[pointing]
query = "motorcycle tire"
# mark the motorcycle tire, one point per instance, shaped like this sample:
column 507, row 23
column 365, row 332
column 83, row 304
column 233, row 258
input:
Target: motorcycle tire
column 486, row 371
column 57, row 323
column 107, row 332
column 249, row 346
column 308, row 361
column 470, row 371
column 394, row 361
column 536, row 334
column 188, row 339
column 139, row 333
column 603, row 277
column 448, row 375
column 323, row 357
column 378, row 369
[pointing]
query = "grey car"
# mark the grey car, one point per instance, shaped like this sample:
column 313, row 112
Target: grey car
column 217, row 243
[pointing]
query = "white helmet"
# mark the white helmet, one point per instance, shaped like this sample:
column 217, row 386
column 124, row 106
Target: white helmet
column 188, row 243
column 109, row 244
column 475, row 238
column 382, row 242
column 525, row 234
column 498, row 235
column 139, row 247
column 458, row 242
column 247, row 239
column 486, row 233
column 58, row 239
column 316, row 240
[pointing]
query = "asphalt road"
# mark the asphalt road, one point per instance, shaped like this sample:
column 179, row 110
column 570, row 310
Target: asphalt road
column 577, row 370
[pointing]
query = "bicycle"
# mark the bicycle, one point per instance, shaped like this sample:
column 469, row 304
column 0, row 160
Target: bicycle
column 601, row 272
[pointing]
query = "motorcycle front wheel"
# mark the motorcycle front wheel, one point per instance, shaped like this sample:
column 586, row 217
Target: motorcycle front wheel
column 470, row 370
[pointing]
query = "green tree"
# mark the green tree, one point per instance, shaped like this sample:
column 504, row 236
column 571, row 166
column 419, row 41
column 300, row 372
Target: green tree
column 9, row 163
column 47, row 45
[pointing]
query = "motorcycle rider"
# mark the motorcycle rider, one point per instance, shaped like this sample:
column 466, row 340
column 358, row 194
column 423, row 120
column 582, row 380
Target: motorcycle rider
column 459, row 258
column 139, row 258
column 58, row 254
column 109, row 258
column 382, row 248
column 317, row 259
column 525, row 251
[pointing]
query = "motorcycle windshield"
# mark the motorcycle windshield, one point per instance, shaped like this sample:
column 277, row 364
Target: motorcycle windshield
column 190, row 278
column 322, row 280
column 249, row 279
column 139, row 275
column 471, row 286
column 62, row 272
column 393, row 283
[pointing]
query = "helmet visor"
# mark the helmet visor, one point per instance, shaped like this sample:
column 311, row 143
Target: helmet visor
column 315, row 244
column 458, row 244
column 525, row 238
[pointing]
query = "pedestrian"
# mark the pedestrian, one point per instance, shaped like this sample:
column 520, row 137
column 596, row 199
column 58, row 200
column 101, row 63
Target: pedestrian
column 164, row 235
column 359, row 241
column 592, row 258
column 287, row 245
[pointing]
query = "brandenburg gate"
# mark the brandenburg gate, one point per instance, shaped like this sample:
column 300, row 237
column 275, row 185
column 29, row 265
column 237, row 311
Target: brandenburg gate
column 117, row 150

..........

Put every line of the data above into a Markdown table with two columns, Row and Line. Number each row and leave out any blank lines.

| Row | Line |
|---|---|
| 1 | [pointing] |
| 2 | query = "motorcycle tire" |
| 3 | # mark the motorcycle tire, one point per instance, shaped like this sample: |
| 4 | column 507, row 23 |
| 5 | column 365, row 332 |
| 6 | column 83, row 304 |
| 7 | column 233, row 258 |
| 8 | input: |
| 9 | Target: motorcycle tire |
| 10 | column 486, row 371 |
| 11 | column 57, row 323 |
| 12 | column 107, row 332 |
| 13 | column 249, row 346 |
| 14 | column 308, row 361 |
| 15 | column 470, row 371 |
| 16 | column 394, row 361 |
| 17 | column 536, row 334 |
| 18 | column 188, row 339 |
| 19 | column 139, row 333 |
| 20 | column 603, row 277 |
| 21 | column 448, row 375 |
| 22 | column 323, row 357 |
| 23 | column 378, row 369 |
| 24 | [pointing] |
| 25 | query = "grey car" |
| 26 | # mark the grey car, one point per instance, shaped like this sample: |
| 27 | column 313, row 112 |
| 28 | Target: grey car |
| 29 | column 217, row 243 |
| 30 | [pointing] |
| 31 | query = "white helmet" |
| 32 | # mark the white helmet, one point per instance, shaped like this sample: |
| 33 | column 217, row 386 |
| 34 | column 124, row 106 |
| 35 | Target: white helmet |
| 36 | column 188, row 243 |
| 37 | column 109, row 244 |
| 38 | column 475, row 238 |
| 39 | column 382, row 242 |
| 40 | column 525, row 234 |
| 41 | column 498, row 235 |
| 42 | column 139, row 247 |
| 43 | column 458, row 242 |
| 44 | column 247, row 239 |
| 45 | column 486, row 233 |
| 46 | column 58, row 239 |
| 47 | column 316, row 240 |
| 48 | [pointing] |
| 49 | query = "asphalt road" |
| 50 | # mark the asphalt road, one point per instance, shaped like this sample: |
| 51 | column 179, row 110 |
| 52 | column 570, row 310 |
| 53 | Target: asphalt road |
| 54 | column 577, row 370 |
| 55 | [pointing] |
| 56 | query = "bicycle" |
| 57 | # mark the bicycle, one point per instance, shaped like this sample: |
| 58 | column 469, row 304 |
| 59 | column 0, row 160 |
| 60 | Target: bicycle |
| 61 | column 601, row 272 |
| 62 | [pointing] |
| 63 | query = "motorcycle front wheel" |
| 64 | # mark the motorcycle front wheel, one point per instance, shaped like this sample: |
| 65 | column 586, row 217 |
| 66 | Target: motorcycle front wheel |
| 67 | column 470, row 370 |
| 68 | [pointing] |
| 69 | query = "green tree" |
| 70 | # mark the green tree, one point per instance, shaped like this sample: |
| 71 | column 504, row 236 |
| 72 | column 571, row 166 |
| 73 | column 419, row 41 |
| 74 | column 300, row 372 |
| 75 | Target: green tree |
| 76 | column 9, row 163 |
| 77 | column 47, row 45 |
| 78 | [pointing] |
| 79 | query = "motorcycle rider" |
| 80 | # mark the motorcycle rider, one point per instance, shaped like this sample: |
| 81 | column 466, row 340 |
| 82 | column 358, row 194 |
| 83 | column 423, row 120 |
| 84 | column 582, row 380 |
| 85 | Target: motorcycle rider |
| 86 | column 459, row 258 |
| 87 | column 139, row 258 |
| 88 | column 58, row 254 |
| 89 | column 109, row 258 |
| 90 | column 382, row 248 |
| 91 | column 317, row 259 |
| 92 | column 525, row 251 |
| 93 | [pointing] |
| 94 | query = "motorcycle windshield" |
| 95 | # mark the motorcycle windshield, one point per instance, shaped like this sample: |
| 96 | column 277, row 364 |
| 97 | Target: motorcycle windshield |
| 98 | column 190, row 278 |
| 99 | column 322, row 280 |
| 100 | column 249, row 279 |
| 101 | column 139, row 275 |
| 102 | column 471, row 286 |
| 103 | column 62, row 272 |
| 104 | column 393, row 283 |
| 105 | [pointing] |
| 106 | query = "helmet visor" |
| 107 | # mark the helmet visor, one point per instance, shaped like this sample: |
| 108 | column 311, row 143 |
| 109 | Target: helmet visor |
| 110 | column 315, row 244 |
| 111 | column 458, row 244 |
| 112 | column 525, row 238 |
| 113 | [pointing] |
| 114 | query = "pedestrian" |
| 115 | # mark the pedestrian, one point per instance, shaped like this sample: |
| 116 | column 520, row 137 |
| 117 | column 596, row 199 |
| 118 | column 58, row 200 |
| 119 | column 101, row 63 |
| 120 | Target: pedestrian |
| 121 | column 164, row 235 |
| 122 | column 359, row 241 |
| 123 | column 592, row 258 |
| 124 | column 287, row 245 |
| 125 | [pointing] |
| 126 | query = "brandenburg gate" |
| 127 | # mark the brandenburg gate, one point per instance, shaped like this sample: |
| 128 | column 300, row 237 |
| 129 | column 275, row 185 |
| 130 | column 29, row 265 |
| 131 | column 237, row 311 |
| 132 | Target: brandenburg gate |
| 133 | column 117, row 150 |